By Dr. John C. Hulsman and Lara Palay
By 480 BC, the Pythia of Delphi already amounted to an ancient institution. Commonly known now as the Oracle of Delphi (when in fact the ‘oracles’ were the pronouncements the Pythia dispensed), the Pythia were the senior priestesses at the Temple of Apollo, the Greek God of Prophecy.
The temple, perched precariously (and beautifully, the site is still a wonder to behold) on the slope of Mount Parnassus above the Castalian Spring, had long been the center of the Greek world, going back into the mists of time.
The site may well have had religious significance as early as 1400 BC, during the forgotten days of the Mycenaeans, with devotions to Apollo being established in the 8th century BC. Delphi remained a center of worship until 395 AD, meaning that it was in use for at least 1100 years.
During this long period, the Pythia was seen as the most authoritative and important soothsayer in Greece. Pilgrims descended from all over the ancient world to visit the temple and have their questions about the future answered.
Sitting in a small, enclosed chamber at the base of the edifice, the Pythia delivered her oracles in a frenzied state, most probably imbibing the vapours rising from the clefts of Mount Parnassus.
Given the pharmacological basis for the Pythia’s special insights, it is amazing at how good a political risk record the priestesses actually had. Between 535 and 615 of the oracles have survived to the present day, of which more than half are said to be historically accurate. We can name a goodly number of modern political risk firms who would kill for that record.
There is a very simple explanation for the Pythia’s extraordinary success. Carved into the entrance of the temple to Apollo at Delphi, standing watch over the Pythia’s rites since time immemorial, was a simple Greek phrase, ‘Know Thyself’.
The aphorism is often wrongly attributed to Socrates, who brought it into fashion. It amounts to one of the oldest and best pieces of advice given to humans. The aim of both modern psychology and as well as foreign policy analysis could be put as simply as: figure out who you are.

(Items from a dataset)
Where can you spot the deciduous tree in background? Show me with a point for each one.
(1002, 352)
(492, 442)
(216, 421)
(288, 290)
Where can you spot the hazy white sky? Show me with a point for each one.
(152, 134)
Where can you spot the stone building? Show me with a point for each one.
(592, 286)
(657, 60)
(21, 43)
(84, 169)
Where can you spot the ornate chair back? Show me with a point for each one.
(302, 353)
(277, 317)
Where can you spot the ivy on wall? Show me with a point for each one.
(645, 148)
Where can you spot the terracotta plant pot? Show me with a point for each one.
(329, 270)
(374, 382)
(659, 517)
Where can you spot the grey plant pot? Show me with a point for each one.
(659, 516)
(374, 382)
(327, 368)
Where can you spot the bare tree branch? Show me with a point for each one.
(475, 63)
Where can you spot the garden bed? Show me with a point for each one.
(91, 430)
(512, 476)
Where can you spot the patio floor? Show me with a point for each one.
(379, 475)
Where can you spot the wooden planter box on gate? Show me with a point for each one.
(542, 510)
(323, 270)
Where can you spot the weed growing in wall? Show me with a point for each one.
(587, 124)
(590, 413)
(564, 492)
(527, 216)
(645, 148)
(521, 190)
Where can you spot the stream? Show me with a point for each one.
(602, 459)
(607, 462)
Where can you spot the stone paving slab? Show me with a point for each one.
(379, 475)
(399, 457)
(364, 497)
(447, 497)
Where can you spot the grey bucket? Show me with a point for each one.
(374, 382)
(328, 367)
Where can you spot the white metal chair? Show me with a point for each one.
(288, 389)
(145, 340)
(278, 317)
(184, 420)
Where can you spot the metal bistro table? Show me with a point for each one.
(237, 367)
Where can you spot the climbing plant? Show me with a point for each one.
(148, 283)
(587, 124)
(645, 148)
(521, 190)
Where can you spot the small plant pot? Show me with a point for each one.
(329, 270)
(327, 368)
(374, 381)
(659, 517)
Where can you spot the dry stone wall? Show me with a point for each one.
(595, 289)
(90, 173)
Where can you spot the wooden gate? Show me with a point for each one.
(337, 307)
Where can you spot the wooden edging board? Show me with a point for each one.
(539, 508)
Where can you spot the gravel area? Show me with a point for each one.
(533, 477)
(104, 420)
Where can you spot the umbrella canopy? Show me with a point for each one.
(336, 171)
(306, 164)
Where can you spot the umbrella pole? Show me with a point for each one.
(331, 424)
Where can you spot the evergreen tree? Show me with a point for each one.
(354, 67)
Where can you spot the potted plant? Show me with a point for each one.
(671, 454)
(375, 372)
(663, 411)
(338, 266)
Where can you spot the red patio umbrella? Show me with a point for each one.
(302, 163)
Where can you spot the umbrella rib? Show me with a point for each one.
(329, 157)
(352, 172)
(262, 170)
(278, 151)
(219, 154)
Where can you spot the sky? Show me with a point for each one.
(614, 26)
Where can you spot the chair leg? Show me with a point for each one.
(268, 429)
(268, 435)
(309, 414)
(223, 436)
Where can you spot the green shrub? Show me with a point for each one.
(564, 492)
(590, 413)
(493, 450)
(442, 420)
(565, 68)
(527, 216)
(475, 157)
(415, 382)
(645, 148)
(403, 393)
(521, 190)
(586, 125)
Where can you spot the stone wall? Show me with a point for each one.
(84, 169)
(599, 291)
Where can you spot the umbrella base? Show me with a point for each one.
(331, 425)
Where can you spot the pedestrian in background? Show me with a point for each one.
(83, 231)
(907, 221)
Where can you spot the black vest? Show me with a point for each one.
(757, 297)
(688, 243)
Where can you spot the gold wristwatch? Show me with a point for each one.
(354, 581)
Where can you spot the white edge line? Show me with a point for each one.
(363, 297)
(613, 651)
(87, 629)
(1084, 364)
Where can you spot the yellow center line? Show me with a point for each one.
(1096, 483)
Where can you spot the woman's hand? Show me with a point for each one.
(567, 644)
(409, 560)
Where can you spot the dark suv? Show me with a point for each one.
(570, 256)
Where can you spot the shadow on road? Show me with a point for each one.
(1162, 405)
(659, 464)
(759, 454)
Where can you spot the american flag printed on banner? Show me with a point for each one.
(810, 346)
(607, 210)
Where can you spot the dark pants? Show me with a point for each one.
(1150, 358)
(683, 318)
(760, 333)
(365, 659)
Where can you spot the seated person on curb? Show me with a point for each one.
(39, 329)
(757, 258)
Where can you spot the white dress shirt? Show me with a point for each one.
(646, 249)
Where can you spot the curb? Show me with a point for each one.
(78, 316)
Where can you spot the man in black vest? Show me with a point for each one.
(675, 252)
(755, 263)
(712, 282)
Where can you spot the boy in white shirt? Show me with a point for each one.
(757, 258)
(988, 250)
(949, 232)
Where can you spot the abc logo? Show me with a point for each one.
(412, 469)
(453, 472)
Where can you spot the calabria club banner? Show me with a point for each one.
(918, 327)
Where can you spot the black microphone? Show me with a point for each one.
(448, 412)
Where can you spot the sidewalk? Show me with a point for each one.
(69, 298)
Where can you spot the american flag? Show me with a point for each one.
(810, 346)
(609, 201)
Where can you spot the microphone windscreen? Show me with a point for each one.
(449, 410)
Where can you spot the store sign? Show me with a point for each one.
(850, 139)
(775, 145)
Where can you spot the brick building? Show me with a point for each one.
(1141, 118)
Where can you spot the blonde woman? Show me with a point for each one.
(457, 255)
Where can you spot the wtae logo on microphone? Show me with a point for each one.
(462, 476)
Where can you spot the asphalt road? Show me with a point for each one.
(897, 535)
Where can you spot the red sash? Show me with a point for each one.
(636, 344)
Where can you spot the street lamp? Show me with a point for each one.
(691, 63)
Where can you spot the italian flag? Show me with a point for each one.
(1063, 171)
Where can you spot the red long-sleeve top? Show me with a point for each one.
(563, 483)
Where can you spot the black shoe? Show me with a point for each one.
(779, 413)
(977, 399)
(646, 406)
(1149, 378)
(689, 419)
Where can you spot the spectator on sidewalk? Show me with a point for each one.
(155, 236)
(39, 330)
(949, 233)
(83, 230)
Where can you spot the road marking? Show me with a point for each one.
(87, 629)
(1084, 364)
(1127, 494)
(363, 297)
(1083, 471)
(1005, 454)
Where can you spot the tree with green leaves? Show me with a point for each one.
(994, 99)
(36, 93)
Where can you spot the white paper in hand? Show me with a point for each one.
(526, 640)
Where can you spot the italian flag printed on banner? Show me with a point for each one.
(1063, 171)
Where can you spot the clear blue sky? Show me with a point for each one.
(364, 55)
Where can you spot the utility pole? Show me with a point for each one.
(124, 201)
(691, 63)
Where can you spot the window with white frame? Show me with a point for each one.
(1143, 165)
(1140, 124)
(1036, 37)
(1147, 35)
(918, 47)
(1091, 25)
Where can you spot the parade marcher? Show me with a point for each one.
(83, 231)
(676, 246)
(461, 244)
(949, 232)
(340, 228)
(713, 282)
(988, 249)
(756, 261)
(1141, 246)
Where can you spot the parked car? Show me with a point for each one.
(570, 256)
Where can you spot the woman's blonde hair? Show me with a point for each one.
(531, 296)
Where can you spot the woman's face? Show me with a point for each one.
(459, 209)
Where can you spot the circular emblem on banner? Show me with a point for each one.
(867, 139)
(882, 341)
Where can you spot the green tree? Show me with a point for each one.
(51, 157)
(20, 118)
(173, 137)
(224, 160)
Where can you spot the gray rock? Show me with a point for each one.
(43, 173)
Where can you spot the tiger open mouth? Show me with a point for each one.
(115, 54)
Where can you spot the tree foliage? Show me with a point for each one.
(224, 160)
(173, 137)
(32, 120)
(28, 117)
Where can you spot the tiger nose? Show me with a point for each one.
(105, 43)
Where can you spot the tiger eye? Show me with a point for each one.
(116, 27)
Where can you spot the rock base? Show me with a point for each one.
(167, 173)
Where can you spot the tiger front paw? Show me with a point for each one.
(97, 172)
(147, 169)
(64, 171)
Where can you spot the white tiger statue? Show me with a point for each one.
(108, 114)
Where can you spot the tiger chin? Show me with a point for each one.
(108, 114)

* About this task *
Can you reproduce, word for word, the part of the article on the Pythia of Delphi starting with "By Dr. John" and going on through "least 1100 years."?

* Solution *
By Dr. John C. Hulsman and Lara Palay
By 480 BC, the Pythia of Delphi already amounted to an ancient institution. Commonly known now as the Oracle of Delphi (when in fact the ‘oracles’ were the pronouncements the Pythia dispensed), the Pythia were the senior priestesses at the Temple of Apollo, the Greek God of Prophecy.
The temple, perched precariously (and beautifully, the site is still a wonder to behold) on the slope of Mount Parnassus above the Castalian Spring, had long been the center of the Greek world, going back into the mists of time.
The site may well have had religious significance as early as 1400 BC, during the forgotten days of the Mycenaeans, with devotions to Apollo being established in the 8th century BC. Delphi remained a center of worship until 395 AD, meaning that it was in use for at least 1100 years.